=== Begin Enclosure ===

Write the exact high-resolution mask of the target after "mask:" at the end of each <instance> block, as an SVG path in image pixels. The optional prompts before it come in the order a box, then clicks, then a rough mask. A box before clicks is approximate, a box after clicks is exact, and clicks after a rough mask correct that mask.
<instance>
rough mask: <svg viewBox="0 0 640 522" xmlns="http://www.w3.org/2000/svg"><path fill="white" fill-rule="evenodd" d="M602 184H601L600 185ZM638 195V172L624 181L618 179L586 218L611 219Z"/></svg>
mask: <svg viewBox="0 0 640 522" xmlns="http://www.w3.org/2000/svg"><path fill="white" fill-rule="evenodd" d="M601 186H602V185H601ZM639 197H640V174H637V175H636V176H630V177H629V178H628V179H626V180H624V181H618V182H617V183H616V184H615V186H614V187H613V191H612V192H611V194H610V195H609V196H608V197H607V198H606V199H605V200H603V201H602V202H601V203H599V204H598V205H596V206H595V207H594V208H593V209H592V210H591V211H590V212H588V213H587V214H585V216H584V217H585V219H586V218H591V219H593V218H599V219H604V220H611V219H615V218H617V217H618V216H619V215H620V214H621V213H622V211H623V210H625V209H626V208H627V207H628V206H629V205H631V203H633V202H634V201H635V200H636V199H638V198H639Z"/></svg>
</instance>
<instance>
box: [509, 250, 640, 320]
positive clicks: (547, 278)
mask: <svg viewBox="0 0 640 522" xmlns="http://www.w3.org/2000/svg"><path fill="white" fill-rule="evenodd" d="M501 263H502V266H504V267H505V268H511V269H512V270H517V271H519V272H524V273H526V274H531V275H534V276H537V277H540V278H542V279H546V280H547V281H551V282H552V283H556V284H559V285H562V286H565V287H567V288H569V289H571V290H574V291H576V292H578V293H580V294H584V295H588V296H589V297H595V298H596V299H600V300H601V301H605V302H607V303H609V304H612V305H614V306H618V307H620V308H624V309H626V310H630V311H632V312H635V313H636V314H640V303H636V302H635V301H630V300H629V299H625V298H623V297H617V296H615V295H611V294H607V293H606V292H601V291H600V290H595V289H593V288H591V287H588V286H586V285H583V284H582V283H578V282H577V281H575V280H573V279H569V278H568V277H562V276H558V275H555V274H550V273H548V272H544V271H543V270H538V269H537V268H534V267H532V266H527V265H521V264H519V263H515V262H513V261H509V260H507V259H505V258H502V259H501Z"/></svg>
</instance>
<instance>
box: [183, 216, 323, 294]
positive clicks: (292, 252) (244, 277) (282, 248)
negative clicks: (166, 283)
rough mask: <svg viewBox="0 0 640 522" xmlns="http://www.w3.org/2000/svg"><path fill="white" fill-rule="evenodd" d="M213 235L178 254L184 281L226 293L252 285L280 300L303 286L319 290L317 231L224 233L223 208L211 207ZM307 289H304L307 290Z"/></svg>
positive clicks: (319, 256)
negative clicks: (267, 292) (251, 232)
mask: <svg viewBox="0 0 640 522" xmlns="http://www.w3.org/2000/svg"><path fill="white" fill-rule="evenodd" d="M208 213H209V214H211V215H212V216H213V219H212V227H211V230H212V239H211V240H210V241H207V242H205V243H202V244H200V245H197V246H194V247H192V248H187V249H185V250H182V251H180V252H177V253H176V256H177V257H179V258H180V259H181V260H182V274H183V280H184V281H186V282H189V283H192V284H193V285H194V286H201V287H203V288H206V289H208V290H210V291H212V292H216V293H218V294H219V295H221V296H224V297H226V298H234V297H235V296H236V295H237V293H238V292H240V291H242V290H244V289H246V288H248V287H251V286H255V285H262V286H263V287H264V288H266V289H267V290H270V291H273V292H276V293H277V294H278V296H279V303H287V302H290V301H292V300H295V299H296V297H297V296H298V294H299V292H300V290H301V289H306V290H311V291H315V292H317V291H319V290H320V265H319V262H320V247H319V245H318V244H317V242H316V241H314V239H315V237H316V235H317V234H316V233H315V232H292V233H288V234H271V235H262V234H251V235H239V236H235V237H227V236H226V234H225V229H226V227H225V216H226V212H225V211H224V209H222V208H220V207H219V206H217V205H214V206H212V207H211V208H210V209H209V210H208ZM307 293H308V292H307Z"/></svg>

=== End Enclosure ===

Output the records in full, keeping them exactly as they are.

Written solution |
Write the exact high-resolution mask of the target after "mask:" at the end of each <instance> block, as an SVG path in image pixels. The optional prompts before it come in the order a box, then clicks, then a rough mask. A box before clicks is approximate, a box after clicks is exact, and clicks after a rough mask correct that mask.
<instance>
rough mask: <svg viewBox="0 0 640 522" xmlns="http://www.w3.org/2000/svg"><path fill="white" fill-rule="evenodd" d="M602 184H601L600 185ZM638 195V172L624 181L618 179L586 218L611 219Z"/></svg>
mask: <svg viewBox="0 0 640 522" xmlns="http://www.w3.org/2000/svg"><path fill="white" fill-rule="evenodd" d="M601 186H602V185H601ZM639 197H640V174H637V175H636V176H630V177H629V178H628V179H626V180H624V181H618V182H617V183H616V184H615V186H614V187H613V191H612V192H611V194H610V195H609V196H608V197H607V198H606V199H605V200H603V201H602V202H601V203H599V204H598V205H596V206H595V207H594V208H593V209H592V210H591V211H590V212H588V213H587V214H585V216H584V217H585V219H586V218H591V219H593V218H599V219H604V220H611V219H615V218H617V217H618V216H619V215H620V214H621V213H622V211H623V210H625V209H626V208H627V207H628V206H629V205H631V203H633V202H634V201H635V200H636V199H638V198H639Z"/></svg>
</instance>
<instance>
box: [509, 250, 640, 320]
positive clicks: (547, 278)
mask: <svg viewBox="0 0 640 522" xmlns="http://www.w3.org/2000/svg"><path fill="white" fill-rule="evenodd" d="M501 263H502V266H504V267H505V268H511V269H512V270H517V271H519V272H524V273H526V274H531V275H534V276H537V277H540V278H542V279H546V280H547V281H551V282H552V283H556V284H559V285H562V286H565V287H567V288H569V289H571V290H574V291H576V292H578V293H580V294H584V295H588V296H589V297H595V298H596V299H600V300H601V301H605V302H607V303H609V304H612V305H614V306H618V307H620V308H624V309H626V310H630V311H632V312H635V313H636V314H640V303H636V302H635V301H630V300H629V299H625V298H623V297H617V296H615V295H611V294H607V293H606V292H601V291H600V290H595V289H593V288H591V287H588V286H586V285H583V284H582V283H578V282H577V281H575V280H573V279H569V278H568V277H562V276H558V275H555V274H550V273H548V272H544V271H543V270H538V269H537V268H534V267H532V266H527V265H521V264H519V263H515V262H513V261H509V260H507V259H505V258H502V259H501Z"/></svg>
</instance>
<instance>
box: [183, 216, 323, 294]
positive clicks: (292, 252) (244, 277) (282, 248)
negative clicks: (166, 283)
rough mask: <svg viewBox="0 0 640 522" xmlns="http://www.w3.org/2000/svg"><path fill="white" fill-rule="evenodd" d="M213 235L178 254L184 281L226 293L252 285L280 300L303 286L319 290L317 231L224 233L223 208L211 207ZM307 289H304L307 290Z"/></svg>
positive clicks: (319, 256)
negative clicks: (267, 292) (251, 232)
mask: <svg viewBox="0 0 640 522" xmlns="http://www.w3.org/2000/svg"><path fill="white" fill-rule="evenodd" d="M208 213H209V214H211V215H212V216H213V219H212V227H211V230H212V239H211V240H210V241H207V242H205V243H202V244H200V245H197V246H194V247H192V248H187V249H185V250H182V251H180V252H177V253H176V256H177V257H179V258H180V259H181V260H182V274H183V280H184V281H186V282H189V283H192V284H193V285H194V286H201V287H203V288H206V289H208V290H210V291H212V292H216V293H218V294H219V295H221V296H224V297H226V298H234V297H235V296H236V295H237V293H238V292H240V291H242V290H244V289H246V288H248V287H251V286H255V285H262V286H263V287H264V288H266V289H267V290H270V291H273V292H276V293H277V294H278V296H279V303H287V302H290V301H292V300H295V299H296V297H297V296H298V294H299V292H300V290H301V289H306V290H311V291H315V292H317V291H319V290H320V265H319V262H320V247H319V245H318V244H317V242H316V241H314V239H315V237H316V235H317V234H316V233H315V232H292V233H288V234H271V235H262V234H251V235H239V236H235V237H227V236H226V234H225V229H226V227H225V216H226V212H225V211H224V209H222V208H220V207H219V206H217V205H214V206H212V207H211V208H210V209H209V210H208ZM307 293H308V292H307Z"/></svg>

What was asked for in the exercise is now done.